# To do
Across the data below, how many lines have the word "trace" in them? Give the number and nothing else.

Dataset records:

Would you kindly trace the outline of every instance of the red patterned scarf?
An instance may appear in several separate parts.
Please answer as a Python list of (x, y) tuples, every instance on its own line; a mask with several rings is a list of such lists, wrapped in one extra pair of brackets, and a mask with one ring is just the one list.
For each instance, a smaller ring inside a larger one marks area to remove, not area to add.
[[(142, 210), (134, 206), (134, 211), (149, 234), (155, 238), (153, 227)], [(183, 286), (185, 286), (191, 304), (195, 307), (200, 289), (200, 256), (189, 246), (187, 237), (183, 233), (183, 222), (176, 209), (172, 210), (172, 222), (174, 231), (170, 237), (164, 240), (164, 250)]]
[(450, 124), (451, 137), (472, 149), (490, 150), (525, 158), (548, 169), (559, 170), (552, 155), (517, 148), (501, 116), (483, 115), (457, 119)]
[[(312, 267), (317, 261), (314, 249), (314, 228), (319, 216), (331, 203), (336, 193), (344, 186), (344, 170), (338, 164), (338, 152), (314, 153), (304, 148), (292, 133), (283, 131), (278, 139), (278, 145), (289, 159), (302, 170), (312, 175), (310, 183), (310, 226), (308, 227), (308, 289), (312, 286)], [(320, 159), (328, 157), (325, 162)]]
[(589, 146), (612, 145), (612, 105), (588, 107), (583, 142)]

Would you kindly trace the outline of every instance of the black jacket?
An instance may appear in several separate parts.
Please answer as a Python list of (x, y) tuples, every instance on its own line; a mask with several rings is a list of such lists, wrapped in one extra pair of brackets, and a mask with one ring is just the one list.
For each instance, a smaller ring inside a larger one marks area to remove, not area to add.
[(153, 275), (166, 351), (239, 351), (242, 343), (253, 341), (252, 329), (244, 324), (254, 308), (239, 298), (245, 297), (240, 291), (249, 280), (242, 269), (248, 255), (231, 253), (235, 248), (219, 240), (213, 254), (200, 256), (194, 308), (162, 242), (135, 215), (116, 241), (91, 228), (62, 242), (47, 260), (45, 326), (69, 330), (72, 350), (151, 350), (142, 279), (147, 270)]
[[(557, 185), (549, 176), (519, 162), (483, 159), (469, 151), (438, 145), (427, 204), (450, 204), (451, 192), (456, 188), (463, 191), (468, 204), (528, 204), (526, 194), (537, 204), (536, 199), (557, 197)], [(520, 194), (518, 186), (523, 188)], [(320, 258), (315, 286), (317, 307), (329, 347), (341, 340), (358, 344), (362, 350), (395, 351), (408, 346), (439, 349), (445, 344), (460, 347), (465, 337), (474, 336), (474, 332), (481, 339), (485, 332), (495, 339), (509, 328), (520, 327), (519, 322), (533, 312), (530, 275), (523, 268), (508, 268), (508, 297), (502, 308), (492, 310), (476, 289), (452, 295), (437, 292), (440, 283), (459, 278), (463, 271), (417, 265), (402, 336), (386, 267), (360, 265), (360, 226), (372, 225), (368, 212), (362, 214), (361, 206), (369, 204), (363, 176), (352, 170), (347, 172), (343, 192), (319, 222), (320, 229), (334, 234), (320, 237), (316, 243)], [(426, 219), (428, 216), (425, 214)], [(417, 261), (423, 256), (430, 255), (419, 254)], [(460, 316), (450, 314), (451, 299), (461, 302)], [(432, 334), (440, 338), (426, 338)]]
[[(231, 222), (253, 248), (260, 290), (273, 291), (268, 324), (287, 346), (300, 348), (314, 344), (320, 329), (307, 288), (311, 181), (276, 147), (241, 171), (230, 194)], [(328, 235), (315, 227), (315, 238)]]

# Written response
2